Records from a collection:
== Segment start ==
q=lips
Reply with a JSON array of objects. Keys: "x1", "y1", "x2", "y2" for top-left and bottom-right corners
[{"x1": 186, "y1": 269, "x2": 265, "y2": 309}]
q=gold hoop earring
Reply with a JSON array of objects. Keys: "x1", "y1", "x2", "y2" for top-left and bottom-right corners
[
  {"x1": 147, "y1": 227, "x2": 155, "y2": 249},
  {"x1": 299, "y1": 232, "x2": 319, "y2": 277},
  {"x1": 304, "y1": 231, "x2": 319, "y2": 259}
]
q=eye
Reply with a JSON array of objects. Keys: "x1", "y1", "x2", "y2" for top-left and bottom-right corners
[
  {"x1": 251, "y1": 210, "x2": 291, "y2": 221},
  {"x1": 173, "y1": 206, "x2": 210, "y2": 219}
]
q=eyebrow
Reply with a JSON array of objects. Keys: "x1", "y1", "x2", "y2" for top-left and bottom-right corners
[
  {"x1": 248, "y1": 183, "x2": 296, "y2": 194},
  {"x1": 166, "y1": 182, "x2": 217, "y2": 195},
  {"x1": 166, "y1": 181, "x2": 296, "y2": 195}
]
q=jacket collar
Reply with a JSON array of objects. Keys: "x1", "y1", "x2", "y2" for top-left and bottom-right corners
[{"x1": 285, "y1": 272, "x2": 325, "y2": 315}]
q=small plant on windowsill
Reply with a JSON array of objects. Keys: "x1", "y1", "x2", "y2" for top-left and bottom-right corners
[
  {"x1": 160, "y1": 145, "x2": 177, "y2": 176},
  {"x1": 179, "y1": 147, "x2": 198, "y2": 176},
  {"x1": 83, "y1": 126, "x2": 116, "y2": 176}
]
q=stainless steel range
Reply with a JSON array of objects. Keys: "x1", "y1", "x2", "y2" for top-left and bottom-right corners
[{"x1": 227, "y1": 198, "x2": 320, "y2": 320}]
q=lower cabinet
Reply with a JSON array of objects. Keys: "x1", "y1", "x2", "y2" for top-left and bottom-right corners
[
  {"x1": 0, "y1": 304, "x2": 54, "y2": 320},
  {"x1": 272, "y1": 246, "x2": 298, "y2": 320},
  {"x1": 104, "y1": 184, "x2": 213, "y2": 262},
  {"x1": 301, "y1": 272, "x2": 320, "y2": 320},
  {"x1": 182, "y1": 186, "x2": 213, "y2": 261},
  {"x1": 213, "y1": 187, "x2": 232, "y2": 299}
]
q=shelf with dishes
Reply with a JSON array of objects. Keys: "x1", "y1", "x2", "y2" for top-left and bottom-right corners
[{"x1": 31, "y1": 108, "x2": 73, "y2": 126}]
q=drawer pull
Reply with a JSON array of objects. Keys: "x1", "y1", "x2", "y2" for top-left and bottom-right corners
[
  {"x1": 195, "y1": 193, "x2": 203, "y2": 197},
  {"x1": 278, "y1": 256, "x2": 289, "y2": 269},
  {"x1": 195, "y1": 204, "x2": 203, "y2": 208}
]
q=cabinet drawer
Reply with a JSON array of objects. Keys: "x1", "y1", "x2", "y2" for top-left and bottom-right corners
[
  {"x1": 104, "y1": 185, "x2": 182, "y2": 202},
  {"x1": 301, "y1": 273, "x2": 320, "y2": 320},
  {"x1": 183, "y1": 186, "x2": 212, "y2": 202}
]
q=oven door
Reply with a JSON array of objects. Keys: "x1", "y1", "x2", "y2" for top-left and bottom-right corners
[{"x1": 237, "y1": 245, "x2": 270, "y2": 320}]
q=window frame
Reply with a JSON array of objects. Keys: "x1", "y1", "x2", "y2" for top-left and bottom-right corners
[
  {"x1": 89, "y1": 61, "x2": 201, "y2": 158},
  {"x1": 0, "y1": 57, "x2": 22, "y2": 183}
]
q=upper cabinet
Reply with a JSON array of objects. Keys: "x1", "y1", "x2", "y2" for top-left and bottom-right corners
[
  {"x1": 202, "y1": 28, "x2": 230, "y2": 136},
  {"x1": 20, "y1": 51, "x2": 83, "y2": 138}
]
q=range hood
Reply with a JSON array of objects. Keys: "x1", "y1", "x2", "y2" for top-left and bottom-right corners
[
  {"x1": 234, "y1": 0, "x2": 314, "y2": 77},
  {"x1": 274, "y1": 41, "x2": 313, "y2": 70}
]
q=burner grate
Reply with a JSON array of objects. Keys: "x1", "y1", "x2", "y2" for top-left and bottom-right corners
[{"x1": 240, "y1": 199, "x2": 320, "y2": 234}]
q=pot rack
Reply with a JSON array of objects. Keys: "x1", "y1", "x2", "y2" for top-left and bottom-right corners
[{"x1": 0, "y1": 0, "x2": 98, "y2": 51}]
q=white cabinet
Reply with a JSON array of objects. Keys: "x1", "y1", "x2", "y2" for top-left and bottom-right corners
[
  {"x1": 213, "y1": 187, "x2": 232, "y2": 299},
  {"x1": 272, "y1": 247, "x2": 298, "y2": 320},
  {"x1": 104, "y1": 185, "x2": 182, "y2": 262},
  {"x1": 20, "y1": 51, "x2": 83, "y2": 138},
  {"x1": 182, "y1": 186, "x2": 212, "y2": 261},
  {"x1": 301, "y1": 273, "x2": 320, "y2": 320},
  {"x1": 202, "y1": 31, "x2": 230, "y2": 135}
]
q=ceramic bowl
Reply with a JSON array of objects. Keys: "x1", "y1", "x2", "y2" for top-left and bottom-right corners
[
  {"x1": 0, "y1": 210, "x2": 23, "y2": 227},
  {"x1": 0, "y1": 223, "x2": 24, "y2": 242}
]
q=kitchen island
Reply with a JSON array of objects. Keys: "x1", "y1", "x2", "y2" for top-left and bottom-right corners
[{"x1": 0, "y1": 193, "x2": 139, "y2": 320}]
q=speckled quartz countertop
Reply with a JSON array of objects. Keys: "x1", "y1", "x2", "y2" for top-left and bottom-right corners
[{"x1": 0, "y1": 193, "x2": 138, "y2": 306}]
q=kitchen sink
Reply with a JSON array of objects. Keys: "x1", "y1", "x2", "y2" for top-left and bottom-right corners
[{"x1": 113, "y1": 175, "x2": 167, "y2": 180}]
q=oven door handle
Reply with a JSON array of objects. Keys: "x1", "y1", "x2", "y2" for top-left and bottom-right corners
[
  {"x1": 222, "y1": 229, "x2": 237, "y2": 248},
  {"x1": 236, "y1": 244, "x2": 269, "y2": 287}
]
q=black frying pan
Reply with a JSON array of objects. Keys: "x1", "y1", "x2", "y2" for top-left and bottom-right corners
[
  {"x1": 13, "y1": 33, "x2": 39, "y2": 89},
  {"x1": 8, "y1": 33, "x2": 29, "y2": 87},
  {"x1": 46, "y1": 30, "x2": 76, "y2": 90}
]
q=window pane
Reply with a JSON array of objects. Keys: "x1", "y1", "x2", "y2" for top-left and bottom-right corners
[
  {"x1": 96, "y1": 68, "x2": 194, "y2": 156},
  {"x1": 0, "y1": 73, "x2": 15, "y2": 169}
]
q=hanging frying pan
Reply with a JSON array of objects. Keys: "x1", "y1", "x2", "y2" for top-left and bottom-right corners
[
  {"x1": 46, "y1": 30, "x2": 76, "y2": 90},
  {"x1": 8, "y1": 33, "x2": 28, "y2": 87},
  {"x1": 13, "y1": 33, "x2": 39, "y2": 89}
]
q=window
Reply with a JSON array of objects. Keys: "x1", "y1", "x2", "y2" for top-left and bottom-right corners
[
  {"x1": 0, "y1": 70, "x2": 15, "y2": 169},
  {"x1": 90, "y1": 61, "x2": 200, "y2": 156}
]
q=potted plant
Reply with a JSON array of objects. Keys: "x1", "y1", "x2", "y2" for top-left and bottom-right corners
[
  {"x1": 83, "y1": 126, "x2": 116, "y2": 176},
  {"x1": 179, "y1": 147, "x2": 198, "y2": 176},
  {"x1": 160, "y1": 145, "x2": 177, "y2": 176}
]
== Segment end ==
== Segment start ==
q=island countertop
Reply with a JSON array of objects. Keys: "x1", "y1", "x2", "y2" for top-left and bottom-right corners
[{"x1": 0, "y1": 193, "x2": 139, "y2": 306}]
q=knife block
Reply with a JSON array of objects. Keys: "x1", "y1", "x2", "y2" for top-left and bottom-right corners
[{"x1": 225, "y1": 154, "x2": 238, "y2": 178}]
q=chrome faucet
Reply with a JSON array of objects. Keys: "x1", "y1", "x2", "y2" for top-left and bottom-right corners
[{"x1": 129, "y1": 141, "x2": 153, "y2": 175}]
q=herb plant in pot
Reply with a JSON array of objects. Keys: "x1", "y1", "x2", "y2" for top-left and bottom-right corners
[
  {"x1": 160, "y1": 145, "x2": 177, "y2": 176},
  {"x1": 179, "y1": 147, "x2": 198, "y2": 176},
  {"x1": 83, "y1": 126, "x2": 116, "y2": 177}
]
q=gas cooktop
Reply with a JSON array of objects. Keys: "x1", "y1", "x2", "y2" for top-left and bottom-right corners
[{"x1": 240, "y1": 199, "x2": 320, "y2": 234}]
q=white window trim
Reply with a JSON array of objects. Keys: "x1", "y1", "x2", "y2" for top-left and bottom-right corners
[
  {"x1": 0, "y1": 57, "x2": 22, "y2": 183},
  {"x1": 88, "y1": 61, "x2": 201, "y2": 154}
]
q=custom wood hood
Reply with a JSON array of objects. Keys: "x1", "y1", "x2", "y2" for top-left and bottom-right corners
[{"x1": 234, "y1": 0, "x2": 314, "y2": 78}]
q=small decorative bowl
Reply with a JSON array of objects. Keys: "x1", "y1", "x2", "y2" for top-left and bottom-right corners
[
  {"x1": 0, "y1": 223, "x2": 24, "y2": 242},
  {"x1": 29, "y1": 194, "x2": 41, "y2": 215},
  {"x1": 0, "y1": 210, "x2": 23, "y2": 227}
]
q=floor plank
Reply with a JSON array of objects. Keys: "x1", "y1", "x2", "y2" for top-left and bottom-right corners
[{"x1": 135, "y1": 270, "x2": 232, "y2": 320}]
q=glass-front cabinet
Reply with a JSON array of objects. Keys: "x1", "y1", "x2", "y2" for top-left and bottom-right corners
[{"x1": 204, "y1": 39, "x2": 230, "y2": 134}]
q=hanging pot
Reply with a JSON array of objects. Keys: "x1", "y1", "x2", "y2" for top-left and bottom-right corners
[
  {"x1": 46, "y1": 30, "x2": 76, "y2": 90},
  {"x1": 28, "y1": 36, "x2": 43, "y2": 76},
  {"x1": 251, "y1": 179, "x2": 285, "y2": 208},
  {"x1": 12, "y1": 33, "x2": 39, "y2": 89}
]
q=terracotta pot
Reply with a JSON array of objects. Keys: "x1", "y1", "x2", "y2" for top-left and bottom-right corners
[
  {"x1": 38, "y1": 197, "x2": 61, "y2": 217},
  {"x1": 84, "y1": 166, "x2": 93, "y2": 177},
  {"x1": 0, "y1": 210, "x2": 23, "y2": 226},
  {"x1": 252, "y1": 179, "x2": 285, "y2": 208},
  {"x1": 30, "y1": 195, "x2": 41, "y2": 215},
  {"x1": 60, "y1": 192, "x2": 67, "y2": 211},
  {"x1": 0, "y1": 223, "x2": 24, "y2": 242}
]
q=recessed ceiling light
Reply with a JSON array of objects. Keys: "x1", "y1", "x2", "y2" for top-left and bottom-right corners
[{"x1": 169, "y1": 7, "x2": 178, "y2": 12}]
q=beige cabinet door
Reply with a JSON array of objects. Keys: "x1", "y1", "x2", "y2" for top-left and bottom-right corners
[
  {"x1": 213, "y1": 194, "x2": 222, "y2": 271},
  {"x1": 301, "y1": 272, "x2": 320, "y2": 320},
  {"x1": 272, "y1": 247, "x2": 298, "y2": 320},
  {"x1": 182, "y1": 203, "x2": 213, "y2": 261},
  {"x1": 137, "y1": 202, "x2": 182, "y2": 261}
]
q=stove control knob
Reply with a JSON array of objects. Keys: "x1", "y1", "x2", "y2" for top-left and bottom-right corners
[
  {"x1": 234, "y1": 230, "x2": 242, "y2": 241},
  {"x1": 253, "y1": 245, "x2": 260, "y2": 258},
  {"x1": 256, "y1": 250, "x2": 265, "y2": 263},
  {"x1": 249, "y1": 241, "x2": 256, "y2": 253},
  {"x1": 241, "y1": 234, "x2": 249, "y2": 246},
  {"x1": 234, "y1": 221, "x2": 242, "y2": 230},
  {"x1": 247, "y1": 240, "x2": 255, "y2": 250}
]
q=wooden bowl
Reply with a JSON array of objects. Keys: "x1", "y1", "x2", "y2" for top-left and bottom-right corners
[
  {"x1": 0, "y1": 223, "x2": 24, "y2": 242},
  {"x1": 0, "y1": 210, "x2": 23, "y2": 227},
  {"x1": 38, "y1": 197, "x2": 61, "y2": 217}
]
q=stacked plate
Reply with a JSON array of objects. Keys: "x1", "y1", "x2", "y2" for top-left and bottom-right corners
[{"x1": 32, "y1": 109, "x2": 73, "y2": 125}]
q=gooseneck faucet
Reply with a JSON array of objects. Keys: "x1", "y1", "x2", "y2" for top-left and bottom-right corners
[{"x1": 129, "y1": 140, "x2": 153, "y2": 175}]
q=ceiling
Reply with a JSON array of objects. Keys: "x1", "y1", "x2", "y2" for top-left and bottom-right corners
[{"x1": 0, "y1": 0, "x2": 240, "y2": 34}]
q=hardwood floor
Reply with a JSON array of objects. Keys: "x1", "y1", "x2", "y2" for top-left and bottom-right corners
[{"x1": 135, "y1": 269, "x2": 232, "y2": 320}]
== Segment end ==
== Segment start ==
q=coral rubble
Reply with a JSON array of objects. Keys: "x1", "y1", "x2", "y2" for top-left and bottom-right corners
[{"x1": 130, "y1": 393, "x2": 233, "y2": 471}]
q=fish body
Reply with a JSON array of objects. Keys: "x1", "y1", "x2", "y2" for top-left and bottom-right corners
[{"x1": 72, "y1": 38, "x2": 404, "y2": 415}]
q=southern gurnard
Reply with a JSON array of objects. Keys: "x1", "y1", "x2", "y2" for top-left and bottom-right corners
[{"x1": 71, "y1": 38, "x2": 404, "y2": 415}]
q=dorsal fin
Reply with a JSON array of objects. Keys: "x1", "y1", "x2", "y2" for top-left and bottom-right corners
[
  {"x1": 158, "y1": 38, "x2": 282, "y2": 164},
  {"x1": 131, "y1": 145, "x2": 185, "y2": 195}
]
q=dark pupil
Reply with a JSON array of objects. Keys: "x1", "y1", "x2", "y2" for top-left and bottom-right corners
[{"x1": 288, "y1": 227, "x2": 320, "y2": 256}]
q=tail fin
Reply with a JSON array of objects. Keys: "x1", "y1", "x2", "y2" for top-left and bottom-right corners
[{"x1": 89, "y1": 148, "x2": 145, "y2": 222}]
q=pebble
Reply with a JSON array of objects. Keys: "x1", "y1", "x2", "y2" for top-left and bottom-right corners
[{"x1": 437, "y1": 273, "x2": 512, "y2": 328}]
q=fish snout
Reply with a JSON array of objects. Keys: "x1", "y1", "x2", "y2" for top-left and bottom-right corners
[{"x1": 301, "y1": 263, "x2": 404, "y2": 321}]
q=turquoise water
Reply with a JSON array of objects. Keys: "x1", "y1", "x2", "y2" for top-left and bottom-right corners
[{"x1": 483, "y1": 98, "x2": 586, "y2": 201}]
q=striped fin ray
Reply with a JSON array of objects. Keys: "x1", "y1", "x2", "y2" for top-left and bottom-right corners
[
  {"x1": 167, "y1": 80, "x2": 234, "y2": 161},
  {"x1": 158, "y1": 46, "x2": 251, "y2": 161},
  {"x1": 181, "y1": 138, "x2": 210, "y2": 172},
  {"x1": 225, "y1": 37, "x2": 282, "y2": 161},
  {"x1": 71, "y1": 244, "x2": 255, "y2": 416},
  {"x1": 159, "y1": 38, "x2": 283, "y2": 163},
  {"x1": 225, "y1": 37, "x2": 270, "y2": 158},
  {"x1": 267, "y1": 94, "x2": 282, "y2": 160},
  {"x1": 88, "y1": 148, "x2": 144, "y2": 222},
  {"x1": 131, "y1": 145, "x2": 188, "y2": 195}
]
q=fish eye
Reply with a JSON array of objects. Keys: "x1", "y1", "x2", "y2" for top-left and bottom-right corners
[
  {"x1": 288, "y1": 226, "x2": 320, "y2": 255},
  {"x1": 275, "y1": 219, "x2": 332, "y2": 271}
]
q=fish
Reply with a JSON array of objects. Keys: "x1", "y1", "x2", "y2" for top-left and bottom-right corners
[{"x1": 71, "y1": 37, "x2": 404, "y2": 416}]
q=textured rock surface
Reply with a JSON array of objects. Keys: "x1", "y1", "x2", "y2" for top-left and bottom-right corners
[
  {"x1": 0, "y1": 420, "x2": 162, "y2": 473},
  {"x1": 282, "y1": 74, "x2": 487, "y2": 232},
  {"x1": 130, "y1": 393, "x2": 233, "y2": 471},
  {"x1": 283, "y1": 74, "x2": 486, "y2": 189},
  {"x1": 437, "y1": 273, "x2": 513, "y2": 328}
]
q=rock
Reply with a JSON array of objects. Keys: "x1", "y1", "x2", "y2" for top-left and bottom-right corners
== Segment end ==
### INSTRUCTIONS TO FOLLOW
In the records above, some lines hold the word "door"; copy each such line.

### ANSWER BELOW
q=oven door
q=oven door handle
q=beige cabinet door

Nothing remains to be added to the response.